** Opening Provided records block **
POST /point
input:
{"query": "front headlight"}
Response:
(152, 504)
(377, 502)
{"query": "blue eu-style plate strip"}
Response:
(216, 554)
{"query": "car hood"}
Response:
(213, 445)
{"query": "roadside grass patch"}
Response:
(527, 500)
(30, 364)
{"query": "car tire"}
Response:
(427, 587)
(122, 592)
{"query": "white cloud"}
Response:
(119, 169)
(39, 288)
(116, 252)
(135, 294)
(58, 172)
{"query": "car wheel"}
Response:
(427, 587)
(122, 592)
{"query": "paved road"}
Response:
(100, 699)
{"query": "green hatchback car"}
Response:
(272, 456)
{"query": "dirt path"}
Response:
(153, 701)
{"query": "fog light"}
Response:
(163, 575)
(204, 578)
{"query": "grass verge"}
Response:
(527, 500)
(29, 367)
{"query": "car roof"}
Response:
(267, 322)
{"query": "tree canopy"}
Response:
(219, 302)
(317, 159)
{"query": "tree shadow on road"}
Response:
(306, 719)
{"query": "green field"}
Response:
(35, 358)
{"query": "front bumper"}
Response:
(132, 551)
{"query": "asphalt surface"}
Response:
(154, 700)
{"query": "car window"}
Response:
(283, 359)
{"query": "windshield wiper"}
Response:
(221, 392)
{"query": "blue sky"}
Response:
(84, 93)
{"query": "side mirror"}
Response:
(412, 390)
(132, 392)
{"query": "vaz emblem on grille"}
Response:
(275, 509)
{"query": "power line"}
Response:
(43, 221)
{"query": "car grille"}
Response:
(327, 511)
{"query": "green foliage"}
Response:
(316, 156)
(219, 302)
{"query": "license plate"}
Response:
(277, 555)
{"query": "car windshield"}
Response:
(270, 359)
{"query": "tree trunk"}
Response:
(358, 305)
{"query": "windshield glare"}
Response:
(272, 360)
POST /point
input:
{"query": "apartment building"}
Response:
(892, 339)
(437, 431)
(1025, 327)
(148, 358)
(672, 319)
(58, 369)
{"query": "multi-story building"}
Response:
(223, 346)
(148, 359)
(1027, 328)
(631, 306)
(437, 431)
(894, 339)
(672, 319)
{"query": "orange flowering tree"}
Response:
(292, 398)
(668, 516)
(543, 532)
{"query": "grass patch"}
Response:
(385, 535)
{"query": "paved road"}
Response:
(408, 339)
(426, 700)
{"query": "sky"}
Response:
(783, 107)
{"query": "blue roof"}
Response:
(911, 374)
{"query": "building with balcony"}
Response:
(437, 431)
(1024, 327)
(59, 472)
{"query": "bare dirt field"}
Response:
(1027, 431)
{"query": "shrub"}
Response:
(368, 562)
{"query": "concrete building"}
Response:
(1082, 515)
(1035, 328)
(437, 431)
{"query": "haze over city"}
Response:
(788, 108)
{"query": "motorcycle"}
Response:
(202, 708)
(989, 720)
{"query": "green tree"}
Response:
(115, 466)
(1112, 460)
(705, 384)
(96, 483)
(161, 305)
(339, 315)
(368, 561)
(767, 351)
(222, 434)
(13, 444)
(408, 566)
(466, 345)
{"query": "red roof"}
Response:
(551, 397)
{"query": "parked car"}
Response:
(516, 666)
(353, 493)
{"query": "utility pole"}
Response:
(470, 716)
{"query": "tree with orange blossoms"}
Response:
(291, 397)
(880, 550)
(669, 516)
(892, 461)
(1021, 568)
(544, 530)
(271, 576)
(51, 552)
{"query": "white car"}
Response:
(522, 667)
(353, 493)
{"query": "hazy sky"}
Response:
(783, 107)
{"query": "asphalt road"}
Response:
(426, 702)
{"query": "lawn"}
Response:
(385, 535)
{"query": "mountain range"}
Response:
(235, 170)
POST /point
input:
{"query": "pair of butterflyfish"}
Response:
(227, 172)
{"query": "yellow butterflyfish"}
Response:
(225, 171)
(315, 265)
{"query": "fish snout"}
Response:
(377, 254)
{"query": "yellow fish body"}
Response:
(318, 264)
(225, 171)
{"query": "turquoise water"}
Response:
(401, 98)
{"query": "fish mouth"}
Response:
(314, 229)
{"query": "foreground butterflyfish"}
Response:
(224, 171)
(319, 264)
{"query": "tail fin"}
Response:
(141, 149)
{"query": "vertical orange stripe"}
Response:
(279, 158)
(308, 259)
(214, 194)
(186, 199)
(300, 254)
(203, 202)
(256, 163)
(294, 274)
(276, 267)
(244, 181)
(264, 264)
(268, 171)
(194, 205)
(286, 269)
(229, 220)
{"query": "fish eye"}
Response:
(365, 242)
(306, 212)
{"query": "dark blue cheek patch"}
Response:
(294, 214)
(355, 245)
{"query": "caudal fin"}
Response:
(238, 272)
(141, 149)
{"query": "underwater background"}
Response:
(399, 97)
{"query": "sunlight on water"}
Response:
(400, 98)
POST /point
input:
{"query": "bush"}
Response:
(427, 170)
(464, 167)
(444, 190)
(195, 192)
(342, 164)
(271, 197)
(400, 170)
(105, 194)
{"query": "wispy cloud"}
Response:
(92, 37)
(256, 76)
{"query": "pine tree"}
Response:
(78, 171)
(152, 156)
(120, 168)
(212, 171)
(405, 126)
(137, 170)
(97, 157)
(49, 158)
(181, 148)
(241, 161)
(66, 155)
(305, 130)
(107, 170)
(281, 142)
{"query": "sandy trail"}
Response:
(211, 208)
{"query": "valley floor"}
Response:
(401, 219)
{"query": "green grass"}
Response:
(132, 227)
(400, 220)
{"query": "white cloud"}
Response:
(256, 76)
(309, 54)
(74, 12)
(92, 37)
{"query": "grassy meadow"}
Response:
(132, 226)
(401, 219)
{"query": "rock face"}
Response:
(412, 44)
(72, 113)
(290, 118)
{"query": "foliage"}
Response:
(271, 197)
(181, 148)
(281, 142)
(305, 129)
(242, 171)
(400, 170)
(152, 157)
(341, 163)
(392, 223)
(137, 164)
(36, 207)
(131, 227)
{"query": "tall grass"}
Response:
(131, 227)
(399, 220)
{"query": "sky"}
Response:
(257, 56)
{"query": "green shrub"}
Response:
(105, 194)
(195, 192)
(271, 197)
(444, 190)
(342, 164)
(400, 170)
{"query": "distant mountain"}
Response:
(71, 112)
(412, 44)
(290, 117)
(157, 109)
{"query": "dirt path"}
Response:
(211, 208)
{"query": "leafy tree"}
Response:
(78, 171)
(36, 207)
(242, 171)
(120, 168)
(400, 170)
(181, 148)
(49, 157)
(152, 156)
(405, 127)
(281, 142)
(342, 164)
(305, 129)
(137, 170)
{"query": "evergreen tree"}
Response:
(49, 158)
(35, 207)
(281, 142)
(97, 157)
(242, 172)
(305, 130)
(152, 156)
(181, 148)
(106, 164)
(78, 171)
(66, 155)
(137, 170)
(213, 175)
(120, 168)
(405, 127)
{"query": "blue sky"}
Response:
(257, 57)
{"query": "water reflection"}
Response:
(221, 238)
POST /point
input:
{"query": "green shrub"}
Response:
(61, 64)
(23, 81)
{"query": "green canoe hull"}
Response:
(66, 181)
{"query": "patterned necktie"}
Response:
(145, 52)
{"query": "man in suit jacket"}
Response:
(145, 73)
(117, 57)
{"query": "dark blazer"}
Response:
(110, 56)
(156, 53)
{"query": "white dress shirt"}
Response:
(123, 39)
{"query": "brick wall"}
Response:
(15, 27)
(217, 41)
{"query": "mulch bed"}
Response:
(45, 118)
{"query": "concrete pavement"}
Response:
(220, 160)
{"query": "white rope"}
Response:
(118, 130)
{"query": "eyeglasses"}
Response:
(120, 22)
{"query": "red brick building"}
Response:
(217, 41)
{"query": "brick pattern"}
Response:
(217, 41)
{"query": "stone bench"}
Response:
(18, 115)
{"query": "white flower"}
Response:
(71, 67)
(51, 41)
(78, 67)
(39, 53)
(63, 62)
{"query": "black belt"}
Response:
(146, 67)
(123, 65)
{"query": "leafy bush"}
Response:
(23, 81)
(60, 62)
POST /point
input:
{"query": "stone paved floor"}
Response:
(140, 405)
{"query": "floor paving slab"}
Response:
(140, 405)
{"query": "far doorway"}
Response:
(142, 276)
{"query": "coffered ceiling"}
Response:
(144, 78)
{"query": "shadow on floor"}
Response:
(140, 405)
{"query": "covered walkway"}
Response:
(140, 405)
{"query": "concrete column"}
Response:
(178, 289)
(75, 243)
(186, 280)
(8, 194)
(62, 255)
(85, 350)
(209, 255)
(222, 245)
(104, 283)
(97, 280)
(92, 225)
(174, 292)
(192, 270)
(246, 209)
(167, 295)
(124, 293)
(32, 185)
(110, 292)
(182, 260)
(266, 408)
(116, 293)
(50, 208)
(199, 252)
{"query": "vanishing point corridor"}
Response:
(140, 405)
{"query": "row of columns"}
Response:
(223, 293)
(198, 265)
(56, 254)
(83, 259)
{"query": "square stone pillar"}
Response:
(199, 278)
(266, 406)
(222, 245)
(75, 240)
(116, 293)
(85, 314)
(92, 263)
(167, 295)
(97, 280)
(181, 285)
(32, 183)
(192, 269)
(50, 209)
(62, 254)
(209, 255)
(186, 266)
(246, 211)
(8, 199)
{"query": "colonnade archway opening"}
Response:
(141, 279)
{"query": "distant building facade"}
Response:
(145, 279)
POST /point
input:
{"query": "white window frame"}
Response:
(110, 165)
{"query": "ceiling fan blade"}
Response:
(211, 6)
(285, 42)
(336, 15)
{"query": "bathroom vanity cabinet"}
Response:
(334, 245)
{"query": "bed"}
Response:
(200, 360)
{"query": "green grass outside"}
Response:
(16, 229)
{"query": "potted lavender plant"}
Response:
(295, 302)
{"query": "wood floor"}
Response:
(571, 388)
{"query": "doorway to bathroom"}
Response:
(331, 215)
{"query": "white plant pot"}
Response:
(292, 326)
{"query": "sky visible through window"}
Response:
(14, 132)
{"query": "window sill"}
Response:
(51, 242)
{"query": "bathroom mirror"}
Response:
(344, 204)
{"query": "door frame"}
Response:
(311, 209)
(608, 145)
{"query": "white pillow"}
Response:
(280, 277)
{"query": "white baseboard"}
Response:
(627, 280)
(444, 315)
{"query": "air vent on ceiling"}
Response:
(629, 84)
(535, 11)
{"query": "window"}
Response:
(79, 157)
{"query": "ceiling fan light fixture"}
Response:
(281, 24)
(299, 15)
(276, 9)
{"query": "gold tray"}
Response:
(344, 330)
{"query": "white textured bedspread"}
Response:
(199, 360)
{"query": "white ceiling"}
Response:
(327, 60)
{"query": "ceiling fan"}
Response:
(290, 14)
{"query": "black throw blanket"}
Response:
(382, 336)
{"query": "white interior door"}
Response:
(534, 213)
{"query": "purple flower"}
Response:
** Closing Provided records block **
#### [Work task]
Find the word "plant" in the entries and show each line where it is found.

#### [Answer section]
{"query": "potted lavender plant"}
{"query": "white plant pot"}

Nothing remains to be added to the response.